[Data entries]
▬▬▬

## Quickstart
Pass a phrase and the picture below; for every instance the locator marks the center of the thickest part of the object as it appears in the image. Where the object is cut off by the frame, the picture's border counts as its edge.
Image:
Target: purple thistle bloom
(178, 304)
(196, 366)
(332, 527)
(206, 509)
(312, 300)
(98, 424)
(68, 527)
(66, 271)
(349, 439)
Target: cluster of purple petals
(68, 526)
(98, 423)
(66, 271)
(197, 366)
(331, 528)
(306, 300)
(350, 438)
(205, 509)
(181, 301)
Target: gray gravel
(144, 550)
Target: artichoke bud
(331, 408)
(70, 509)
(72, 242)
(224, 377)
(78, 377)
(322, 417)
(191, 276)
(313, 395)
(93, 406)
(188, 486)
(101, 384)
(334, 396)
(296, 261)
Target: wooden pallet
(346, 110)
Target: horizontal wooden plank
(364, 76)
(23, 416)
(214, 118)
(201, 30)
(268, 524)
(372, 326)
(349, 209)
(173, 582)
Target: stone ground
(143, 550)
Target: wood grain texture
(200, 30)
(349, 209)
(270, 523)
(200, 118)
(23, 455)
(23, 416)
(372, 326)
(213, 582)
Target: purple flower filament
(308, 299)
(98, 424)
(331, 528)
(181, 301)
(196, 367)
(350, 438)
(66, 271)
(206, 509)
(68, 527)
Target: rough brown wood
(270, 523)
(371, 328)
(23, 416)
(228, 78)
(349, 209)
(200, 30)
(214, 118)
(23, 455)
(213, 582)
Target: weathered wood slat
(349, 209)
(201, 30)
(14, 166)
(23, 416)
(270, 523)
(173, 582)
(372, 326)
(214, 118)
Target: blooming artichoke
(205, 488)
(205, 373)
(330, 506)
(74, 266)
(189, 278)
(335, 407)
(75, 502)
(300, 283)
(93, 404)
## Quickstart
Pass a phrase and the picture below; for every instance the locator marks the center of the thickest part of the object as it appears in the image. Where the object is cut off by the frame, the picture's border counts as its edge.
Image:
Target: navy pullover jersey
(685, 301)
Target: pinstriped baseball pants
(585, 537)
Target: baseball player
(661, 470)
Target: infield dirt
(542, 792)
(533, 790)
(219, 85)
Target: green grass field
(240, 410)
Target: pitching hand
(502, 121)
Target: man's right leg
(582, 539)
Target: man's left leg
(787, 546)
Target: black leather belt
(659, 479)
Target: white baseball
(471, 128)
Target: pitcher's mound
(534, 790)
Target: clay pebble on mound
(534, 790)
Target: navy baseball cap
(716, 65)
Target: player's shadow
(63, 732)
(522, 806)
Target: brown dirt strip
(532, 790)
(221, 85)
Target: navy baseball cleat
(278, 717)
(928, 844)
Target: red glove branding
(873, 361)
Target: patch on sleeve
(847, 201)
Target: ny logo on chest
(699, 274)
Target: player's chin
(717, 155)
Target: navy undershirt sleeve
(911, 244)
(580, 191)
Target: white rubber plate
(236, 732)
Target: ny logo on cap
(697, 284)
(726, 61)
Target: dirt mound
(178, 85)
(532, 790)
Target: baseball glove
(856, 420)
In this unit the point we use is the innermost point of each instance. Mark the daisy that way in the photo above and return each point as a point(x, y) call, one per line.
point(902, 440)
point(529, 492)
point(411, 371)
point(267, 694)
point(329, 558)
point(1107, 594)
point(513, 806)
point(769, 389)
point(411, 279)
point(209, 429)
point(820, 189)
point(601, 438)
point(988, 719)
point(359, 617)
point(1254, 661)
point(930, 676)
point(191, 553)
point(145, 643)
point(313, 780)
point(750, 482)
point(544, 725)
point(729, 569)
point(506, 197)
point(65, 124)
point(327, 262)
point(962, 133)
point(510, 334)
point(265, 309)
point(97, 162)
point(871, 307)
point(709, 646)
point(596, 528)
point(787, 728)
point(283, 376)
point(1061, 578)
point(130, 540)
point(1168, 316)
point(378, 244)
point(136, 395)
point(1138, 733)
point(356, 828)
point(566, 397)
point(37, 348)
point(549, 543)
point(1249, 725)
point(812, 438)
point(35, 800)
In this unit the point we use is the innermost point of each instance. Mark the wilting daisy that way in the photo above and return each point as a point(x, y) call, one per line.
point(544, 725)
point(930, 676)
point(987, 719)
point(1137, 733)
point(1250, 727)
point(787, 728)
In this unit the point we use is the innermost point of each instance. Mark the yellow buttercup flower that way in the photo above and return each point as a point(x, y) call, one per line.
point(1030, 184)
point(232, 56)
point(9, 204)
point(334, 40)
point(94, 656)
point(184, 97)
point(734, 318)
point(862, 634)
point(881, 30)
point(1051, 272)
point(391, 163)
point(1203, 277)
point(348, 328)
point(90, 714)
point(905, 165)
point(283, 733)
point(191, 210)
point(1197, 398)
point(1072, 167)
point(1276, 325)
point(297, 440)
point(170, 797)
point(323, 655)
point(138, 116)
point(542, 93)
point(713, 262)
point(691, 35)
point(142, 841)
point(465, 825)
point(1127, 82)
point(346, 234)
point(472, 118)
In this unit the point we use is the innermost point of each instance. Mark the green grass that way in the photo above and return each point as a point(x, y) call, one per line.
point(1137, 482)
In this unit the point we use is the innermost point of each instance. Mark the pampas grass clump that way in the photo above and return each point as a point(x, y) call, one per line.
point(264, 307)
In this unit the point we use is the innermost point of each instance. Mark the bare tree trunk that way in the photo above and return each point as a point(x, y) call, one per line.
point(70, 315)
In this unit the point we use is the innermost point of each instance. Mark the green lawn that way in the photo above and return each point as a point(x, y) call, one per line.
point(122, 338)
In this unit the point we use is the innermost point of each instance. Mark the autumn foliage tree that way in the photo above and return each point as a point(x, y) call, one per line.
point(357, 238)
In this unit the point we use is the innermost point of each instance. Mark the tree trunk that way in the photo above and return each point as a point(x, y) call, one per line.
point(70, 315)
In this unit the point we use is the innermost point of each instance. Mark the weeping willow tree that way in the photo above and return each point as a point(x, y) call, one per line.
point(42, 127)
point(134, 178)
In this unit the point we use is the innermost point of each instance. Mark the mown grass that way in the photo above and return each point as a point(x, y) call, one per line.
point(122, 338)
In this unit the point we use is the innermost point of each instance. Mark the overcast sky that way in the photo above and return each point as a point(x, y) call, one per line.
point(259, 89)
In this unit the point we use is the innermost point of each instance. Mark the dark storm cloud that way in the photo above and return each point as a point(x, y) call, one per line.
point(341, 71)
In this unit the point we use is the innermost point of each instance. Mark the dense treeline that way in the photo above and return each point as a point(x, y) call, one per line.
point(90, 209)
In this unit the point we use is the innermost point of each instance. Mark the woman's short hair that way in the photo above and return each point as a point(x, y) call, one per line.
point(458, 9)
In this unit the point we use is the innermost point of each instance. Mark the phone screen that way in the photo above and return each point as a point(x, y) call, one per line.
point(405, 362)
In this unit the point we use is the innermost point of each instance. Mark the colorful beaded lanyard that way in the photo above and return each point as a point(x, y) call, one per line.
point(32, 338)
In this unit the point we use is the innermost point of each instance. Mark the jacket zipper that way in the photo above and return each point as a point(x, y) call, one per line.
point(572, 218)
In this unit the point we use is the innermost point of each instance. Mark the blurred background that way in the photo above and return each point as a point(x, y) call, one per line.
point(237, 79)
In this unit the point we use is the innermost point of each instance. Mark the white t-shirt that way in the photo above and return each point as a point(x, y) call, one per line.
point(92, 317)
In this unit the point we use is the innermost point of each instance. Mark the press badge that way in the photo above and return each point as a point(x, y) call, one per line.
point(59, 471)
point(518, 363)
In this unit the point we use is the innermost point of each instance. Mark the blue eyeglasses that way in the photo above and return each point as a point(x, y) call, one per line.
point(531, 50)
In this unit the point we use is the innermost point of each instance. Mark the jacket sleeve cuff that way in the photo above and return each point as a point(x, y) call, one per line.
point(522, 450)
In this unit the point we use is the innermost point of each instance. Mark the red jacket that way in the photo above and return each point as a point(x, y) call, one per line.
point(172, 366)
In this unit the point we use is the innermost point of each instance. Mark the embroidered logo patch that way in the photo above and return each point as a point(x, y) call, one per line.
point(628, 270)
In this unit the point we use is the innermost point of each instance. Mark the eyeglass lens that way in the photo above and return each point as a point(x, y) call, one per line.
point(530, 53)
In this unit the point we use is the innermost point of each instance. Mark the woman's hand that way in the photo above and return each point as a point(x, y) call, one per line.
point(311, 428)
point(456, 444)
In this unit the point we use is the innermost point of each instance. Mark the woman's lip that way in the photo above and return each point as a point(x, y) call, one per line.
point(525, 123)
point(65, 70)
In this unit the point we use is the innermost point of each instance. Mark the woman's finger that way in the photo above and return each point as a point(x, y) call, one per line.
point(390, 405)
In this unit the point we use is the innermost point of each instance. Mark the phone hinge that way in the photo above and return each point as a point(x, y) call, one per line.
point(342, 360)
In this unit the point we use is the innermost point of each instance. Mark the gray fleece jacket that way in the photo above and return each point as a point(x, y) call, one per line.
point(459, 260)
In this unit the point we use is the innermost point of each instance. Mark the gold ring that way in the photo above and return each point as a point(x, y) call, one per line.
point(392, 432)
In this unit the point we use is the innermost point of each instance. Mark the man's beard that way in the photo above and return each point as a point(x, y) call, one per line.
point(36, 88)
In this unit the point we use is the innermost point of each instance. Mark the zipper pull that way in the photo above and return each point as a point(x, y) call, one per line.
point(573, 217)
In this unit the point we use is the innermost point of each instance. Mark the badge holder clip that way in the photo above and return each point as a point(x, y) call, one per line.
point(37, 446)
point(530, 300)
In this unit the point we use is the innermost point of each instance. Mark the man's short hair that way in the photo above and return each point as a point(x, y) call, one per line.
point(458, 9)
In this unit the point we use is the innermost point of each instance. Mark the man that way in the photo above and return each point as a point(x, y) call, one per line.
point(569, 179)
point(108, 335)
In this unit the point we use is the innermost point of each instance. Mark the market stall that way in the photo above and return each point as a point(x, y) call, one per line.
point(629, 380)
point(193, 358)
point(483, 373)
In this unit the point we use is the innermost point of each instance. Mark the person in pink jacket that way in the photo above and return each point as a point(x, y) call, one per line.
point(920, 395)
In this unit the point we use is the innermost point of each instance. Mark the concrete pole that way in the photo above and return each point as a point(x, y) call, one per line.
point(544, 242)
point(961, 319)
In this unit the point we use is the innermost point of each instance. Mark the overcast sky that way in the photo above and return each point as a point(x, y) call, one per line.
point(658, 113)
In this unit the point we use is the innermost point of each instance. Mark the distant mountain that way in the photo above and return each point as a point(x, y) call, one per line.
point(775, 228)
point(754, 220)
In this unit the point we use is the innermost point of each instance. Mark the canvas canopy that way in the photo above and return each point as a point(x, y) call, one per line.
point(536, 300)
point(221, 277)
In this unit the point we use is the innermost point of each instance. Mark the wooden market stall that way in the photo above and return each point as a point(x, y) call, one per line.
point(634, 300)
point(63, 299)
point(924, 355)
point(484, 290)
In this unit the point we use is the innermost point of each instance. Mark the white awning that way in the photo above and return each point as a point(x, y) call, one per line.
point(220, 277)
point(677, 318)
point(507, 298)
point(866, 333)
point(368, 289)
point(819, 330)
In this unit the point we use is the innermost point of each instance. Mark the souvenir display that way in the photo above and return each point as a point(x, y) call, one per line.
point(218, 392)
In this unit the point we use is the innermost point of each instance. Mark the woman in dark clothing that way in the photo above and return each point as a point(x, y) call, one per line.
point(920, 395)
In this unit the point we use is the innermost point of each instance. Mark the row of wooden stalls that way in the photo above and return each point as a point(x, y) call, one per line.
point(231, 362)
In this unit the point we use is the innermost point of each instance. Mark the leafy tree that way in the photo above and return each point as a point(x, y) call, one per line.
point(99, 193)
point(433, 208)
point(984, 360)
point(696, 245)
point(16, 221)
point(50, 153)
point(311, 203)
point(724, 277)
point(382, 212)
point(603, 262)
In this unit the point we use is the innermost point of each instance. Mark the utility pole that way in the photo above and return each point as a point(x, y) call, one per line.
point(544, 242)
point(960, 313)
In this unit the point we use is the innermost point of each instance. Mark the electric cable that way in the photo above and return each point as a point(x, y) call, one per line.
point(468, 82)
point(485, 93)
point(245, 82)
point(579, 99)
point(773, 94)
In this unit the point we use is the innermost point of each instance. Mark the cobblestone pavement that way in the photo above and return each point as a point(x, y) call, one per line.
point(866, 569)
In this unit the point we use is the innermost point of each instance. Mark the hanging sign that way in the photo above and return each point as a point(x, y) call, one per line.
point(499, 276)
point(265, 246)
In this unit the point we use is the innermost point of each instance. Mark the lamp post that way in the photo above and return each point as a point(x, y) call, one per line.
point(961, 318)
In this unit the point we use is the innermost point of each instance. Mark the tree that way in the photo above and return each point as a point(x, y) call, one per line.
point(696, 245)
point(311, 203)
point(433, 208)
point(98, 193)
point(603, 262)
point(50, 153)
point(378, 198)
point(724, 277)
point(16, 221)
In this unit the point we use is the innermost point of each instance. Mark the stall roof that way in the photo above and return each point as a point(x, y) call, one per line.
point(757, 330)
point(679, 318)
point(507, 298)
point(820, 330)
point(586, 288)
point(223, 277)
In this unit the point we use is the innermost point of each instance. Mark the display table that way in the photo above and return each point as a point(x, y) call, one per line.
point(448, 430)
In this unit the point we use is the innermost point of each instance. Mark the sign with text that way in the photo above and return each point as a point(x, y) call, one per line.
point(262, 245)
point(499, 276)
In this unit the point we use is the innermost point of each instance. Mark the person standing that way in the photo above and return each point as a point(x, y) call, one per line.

▬▬▬

WHAT TO PRODUCE >> Reproduce verbatim everything in the entries from the line containing "Mark the embroidered" down to the line containing "point(456, 444)", including both of those lines.

SOLUTION TO THIS PROBLEM >>
In this unit the point we use is the innermost point of each instance. Mark the embroidered logo patch that way in the photo above and return each point as a point(x, y) call, one per line.
point(628, 270)
In this unit the point we use is the innermost point of each instance. Mark the eyeglass lens that way in the photo above and return each point as a point(x, y) call, one per line.
point(530, 53)
In this unit the point we use is the innermost point of each instance. Mark the woman's hand that way in the photo above and return each point as a point(x, y) call, one per line.
point(311, 428)
point(456, 444)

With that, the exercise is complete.